EXERCISE MATERIALS =>
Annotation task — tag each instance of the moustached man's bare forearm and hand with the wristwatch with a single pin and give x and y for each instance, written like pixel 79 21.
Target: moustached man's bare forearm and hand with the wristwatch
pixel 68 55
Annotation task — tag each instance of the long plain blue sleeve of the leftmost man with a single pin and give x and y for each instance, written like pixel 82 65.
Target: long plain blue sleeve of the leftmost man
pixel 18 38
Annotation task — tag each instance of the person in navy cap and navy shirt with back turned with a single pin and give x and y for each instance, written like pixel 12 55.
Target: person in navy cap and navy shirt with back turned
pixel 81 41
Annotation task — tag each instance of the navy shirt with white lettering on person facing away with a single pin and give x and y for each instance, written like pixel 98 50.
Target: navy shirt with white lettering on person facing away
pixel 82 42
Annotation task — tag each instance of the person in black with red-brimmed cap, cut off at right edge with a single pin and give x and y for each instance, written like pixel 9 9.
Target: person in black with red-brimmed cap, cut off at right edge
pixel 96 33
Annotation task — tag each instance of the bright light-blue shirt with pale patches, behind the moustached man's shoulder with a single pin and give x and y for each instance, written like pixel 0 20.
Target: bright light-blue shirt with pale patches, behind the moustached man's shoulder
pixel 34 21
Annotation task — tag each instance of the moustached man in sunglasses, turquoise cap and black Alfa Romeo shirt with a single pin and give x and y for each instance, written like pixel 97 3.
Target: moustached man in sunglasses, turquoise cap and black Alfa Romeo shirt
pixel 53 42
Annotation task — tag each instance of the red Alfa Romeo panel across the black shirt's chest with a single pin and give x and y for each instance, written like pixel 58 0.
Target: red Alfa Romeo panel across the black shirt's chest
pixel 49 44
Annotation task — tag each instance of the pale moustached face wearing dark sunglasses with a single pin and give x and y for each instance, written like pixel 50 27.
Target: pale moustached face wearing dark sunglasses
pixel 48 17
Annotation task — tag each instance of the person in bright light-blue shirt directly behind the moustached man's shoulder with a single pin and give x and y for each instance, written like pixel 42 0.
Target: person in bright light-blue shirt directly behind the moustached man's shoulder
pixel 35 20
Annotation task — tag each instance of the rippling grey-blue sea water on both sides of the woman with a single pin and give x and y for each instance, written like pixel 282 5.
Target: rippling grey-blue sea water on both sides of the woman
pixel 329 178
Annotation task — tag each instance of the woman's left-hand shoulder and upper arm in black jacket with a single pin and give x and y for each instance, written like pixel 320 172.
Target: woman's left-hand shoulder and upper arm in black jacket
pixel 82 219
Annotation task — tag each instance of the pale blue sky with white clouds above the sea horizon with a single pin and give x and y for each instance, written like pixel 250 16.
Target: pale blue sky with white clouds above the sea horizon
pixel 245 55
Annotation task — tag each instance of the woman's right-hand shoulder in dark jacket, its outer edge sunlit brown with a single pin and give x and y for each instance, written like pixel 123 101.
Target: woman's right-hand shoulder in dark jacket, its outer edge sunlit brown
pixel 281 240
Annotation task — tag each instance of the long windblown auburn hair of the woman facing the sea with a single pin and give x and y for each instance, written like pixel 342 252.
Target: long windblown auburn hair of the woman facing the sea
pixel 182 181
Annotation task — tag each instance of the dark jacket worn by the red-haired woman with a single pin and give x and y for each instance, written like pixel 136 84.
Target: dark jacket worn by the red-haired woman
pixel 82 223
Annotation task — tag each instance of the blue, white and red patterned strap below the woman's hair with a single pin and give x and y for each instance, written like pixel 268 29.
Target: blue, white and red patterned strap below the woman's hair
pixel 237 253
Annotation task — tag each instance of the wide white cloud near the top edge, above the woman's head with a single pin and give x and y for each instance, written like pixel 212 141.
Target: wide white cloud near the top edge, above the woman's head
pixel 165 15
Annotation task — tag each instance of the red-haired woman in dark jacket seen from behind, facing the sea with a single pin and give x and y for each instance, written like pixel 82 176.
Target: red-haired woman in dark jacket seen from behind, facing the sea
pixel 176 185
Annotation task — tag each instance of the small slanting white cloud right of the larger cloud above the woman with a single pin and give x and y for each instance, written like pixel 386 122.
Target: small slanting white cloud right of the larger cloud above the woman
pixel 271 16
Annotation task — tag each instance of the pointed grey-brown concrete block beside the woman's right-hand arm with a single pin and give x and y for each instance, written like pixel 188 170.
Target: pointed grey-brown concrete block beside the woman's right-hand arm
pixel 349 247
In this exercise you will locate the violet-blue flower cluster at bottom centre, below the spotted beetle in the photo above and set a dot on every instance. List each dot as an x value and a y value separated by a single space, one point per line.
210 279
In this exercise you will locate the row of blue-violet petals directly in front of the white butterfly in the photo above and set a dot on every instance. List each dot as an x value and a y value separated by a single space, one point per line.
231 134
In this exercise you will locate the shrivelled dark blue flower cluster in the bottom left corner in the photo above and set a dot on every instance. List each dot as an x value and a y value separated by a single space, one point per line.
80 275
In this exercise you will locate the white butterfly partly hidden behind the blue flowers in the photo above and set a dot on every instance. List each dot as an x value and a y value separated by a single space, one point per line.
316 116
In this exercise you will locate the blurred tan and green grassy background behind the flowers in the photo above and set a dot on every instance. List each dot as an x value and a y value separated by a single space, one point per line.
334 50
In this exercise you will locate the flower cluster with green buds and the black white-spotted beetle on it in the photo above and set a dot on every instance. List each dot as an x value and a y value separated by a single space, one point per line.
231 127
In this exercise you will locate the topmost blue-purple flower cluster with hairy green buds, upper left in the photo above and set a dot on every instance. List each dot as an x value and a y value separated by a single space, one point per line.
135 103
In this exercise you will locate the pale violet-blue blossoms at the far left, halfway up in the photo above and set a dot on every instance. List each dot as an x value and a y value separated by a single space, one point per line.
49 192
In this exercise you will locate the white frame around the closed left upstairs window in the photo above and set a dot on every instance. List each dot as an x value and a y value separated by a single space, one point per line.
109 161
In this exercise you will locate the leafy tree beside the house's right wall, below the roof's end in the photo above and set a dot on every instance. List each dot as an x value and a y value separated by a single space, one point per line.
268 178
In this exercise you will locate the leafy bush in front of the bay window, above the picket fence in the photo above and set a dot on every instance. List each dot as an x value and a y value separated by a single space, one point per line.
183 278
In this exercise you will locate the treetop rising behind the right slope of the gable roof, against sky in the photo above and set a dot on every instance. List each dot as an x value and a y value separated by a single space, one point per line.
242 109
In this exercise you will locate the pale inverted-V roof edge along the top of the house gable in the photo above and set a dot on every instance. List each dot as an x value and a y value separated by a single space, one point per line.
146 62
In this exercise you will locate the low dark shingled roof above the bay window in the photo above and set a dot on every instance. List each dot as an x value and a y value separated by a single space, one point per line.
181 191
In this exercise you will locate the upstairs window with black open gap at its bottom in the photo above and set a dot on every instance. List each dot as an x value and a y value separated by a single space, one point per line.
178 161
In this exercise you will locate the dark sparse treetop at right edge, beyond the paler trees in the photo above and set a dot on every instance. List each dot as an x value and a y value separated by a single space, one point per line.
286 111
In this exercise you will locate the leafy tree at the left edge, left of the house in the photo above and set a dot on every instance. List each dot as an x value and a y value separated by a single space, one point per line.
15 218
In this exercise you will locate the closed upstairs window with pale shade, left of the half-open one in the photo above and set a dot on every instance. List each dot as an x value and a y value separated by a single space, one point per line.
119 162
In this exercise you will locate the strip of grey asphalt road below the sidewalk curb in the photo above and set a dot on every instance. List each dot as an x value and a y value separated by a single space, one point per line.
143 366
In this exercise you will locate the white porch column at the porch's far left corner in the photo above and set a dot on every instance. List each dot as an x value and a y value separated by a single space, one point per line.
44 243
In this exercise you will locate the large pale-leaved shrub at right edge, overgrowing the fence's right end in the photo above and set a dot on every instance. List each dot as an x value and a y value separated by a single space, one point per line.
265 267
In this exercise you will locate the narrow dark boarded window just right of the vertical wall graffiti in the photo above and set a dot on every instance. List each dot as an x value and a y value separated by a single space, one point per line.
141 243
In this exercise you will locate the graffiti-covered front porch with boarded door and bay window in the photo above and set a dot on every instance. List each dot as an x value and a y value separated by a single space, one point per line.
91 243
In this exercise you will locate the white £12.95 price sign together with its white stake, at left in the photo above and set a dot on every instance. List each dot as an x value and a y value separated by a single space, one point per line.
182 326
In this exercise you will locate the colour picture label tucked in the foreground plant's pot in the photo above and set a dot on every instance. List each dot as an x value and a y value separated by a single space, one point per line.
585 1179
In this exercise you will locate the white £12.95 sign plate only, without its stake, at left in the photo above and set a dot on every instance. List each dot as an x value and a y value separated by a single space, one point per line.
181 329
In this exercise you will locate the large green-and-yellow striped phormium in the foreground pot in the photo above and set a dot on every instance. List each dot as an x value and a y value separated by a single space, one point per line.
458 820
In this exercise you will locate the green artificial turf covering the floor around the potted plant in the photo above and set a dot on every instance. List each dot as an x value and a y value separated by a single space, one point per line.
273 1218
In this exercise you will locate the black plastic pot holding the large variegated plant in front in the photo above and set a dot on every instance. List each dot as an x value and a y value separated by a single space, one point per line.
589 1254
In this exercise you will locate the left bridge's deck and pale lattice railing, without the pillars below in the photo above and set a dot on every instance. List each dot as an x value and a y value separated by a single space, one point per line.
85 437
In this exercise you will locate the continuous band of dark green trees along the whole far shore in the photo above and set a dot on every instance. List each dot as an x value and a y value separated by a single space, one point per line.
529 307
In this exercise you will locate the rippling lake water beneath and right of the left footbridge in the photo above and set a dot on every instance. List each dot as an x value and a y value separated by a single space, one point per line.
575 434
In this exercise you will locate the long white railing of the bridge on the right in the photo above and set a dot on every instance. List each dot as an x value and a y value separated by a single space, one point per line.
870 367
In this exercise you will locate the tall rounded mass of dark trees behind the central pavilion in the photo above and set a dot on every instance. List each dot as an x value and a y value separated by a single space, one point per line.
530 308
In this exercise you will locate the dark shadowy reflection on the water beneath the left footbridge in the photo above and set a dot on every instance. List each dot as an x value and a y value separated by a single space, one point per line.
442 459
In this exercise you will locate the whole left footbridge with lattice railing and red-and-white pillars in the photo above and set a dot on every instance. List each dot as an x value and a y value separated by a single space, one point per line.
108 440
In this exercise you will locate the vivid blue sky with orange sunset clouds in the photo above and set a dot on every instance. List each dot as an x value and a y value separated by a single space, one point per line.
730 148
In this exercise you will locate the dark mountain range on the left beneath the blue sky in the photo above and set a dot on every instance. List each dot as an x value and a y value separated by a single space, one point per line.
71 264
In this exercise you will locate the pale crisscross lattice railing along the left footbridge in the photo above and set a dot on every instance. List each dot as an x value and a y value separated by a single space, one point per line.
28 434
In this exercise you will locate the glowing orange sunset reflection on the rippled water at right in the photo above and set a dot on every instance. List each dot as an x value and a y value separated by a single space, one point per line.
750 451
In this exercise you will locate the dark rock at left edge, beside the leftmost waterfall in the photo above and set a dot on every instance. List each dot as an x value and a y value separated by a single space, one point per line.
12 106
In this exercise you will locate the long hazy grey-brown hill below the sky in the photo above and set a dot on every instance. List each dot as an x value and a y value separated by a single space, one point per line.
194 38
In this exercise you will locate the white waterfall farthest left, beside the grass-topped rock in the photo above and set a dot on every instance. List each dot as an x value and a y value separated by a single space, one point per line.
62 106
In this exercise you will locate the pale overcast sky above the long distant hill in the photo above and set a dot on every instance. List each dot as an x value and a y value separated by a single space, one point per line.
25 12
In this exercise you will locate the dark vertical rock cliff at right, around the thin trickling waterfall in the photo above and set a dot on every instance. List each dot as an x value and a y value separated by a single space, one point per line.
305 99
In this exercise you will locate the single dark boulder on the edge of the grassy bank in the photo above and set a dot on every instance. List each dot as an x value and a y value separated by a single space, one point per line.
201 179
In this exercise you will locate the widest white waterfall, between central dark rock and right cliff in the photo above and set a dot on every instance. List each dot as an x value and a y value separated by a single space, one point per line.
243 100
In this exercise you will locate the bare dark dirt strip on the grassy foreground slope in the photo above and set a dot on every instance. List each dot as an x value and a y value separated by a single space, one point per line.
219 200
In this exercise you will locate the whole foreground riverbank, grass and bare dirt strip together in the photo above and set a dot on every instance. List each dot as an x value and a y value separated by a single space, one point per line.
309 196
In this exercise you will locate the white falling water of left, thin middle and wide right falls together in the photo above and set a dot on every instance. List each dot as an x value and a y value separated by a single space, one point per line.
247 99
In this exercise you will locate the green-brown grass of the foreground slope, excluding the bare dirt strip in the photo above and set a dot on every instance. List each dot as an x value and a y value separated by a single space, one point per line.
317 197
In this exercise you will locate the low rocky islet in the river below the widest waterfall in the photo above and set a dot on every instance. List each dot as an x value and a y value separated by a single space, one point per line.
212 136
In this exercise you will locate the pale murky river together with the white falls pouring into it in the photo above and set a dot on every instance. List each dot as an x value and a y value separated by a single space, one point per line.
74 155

EXERCISE => Return exactly the lines from the beginning of the data above through the one containing "Annotation task — tag each instance of the person in navy", please. Include both end lines and add nothing else.

SOLUTION TO THIS PROBLEM =>
Annotation task — tag each instance of the moustached man's bare forearm and hand with the wristwatch with a single pin and give x and y for each instance, written like pixel 79 21.
Target: moustached man's bare forearm and hand with the wristwatch
pixel 68 55
Annotation task — tag each instance of the long plain blue sleeve of the leftmost man with a single pin and give x and y for each instance, written like pixel 82 65.
Target: long plain blue sleeve of the leftmost man
pixel 18 38
Annotation task — tag each instance of the person in navy cap and navy shirt with back turned with a single pin and give x and y for each instance, written like pixel 12 55.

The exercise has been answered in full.